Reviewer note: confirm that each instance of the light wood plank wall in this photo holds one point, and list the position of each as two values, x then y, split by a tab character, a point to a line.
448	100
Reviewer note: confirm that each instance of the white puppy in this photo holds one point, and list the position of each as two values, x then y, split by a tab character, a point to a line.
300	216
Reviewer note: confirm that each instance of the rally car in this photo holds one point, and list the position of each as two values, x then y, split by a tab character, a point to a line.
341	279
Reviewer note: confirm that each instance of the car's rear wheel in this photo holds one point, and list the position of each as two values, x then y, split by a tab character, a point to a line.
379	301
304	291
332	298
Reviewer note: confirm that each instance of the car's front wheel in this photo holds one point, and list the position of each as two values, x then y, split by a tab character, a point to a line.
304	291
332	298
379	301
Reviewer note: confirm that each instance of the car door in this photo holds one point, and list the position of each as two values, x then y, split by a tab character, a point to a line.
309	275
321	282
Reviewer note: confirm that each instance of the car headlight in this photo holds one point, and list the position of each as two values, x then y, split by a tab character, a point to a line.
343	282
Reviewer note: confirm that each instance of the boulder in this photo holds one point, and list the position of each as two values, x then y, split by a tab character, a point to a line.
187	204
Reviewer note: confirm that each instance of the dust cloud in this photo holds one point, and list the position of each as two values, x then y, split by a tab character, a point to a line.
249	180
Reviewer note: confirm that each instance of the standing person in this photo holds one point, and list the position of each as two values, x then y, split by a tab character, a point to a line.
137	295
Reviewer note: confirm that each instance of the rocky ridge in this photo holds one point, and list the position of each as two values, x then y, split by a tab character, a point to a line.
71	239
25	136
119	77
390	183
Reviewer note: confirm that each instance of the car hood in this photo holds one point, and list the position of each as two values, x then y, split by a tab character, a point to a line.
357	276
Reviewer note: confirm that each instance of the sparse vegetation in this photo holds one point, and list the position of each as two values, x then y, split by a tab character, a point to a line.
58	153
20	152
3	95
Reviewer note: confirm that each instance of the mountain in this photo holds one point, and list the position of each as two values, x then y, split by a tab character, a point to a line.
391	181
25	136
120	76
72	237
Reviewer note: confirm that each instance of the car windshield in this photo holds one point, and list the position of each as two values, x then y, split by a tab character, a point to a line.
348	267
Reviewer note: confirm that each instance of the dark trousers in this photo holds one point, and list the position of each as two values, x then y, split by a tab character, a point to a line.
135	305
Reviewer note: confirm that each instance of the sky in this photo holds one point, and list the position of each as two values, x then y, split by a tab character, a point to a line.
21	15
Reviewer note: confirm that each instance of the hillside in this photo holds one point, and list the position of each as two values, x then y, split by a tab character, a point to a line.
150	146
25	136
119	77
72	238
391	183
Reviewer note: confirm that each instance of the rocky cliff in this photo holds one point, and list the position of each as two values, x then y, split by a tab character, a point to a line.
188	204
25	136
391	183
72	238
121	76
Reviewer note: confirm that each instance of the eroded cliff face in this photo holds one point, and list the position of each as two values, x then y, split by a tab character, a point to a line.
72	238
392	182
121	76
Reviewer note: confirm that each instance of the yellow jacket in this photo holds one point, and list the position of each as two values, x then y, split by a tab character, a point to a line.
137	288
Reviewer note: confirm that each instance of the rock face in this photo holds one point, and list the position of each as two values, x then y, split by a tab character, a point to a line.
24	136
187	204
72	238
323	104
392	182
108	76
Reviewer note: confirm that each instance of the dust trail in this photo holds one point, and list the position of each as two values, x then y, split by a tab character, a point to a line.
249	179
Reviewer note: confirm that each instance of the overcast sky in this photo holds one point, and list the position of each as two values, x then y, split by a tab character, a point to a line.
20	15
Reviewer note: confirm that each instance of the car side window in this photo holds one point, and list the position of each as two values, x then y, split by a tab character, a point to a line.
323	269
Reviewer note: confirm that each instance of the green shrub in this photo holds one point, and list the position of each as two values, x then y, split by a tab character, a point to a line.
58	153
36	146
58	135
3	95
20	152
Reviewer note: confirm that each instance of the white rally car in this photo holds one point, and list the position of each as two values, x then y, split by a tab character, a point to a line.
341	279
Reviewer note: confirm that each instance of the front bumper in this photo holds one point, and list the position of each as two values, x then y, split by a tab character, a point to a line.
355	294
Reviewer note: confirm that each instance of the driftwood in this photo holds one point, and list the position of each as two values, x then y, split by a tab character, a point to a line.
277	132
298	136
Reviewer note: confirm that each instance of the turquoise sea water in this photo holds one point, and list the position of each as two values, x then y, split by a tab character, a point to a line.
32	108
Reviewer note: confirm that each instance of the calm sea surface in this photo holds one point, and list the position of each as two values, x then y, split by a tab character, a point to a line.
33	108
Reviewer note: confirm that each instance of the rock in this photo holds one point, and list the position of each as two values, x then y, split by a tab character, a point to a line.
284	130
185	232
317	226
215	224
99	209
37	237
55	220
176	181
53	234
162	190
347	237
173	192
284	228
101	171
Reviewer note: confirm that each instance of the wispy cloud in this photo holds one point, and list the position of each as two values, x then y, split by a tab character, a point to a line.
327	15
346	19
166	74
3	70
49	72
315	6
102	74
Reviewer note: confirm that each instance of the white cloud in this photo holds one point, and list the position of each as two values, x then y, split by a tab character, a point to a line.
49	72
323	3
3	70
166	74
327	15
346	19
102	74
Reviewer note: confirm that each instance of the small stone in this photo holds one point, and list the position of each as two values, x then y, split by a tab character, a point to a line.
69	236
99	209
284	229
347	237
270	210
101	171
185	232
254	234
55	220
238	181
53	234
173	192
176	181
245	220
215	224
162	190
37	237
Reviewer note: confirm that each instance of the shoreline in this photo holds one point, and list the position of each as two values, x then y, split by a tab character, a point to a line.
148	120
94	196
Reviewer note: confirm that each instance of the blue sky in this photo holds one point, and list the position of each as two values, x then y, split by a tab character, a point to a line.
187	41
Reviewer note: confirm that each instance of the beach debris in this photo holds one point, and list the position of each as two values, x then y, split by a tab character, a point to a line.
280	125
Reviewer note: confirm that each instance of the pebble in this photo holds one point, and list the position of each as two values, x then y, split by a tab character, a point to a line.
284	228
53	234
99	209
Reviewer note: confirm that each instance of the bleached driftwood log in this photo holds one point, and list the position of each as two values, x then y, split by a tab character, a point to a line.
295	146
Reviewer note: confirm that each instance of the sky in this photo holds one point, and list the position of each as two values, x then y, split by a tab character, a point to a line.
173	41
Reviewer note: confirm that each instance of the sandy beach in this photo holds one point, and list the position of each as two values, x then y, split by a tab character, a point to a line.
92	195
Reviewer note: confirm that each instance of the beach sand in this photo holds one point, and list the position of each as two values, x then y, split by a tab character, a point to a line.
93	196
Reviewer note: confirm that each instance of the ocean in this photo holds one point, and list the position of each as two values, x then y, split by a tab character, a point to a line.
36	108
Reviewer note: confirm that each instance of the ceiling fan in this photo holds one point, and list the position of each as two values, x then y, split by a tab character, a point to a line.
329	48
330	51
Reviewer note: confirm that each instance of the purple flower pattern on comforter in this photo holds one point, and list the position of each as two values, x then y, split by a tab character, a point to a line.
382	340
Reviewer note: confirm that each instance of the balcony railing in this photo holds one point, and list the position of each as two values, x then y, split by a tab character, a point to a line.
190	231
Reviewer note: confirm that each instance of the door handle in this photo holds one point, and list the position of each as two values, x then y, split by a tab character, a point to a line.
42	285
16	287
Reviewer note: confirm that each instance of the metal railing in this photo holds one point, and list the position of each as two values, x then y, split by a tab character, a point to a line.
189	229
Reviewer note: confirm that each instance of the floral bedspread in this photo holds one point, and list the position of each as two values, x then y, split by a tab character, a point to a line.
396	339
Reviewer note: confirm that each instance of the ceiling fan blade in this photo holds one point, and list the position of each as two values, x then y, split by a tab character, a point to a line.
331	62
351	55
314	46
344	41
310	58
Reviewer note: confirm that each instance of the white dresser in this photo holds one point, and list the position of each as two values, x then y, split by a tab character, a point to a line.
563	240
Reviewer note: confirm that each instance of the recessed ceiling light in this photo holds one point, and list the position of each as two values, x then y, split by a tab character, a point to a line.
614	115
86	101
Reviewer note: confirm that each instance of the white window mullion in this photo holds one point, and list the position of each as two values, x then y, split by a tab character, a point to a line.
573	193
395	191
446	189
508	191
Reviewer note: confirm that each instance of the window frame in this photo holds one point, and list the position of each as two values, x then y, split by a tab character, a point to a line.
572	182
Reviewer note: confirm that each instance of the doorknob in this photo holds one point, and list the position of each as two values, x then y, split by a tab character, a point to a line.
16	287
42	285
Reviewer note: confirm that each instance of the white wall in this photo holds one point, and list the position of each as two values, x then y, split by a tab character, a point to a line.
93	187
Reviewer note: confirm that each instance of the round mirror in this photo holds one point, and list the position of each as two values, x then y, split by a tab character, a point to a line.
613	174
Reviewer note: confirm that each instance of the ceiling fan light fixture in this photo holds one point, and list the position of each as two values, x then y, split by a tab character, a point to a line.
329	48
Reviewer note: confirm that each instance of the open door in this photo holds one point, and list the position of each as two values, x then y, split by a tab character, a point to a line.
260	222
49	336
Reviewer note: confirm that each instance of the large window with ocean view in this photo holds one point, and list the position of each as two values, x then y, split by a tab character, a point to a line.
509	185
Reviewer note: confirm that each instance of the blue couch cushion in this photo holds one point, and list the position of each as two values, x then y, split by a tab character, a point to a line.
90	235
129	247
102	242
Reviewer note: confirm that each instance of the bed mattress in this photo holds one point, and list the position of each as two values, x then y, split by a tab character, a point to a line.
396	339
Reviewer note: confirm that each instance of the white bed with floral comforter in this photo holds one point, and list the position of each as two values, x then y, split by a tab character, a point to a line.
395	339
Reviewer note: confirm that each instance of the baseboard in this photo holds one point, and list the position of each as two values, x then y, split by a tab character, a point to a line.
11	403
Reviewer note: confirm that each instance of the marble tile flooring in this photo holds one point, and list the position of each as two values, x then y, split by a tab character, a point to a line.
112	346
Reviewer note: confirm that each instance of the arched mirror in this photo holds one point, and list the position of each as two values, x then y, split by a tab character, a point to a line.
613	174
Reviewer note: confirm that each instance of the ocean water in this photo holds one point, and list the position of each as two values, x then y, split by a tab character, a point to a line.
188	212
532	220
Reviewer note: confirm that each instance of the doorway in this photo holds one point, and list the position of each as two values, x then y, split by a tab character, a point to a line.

——

## YOUR INSTRUCTIONS
Would you switch "doorway" to "entryway" in the stretch from the line containing "Reviewer note: confirm that each instance of the arched" through the end of the items, keeping everything else the same, and return only those lines?

## SOLUTION TO THIS PROBLEM
Reviewer note: confirm that each instance of the arched mirror in this photo holds one point, and list the position of each as two values, x then y, split by a tab character, a point to a line.
613	174
Reviewer note: confirm that each instance of the ocean water in this photo holds one point, and list the position of each as two values, x then y, split by a tab character, a point to a line.
188	212
532	220
Reviewer note: confirm that each instance of the entryway in this photo holds one point, and list the position of each as two values, x then y, split by a tab character, a point to a line.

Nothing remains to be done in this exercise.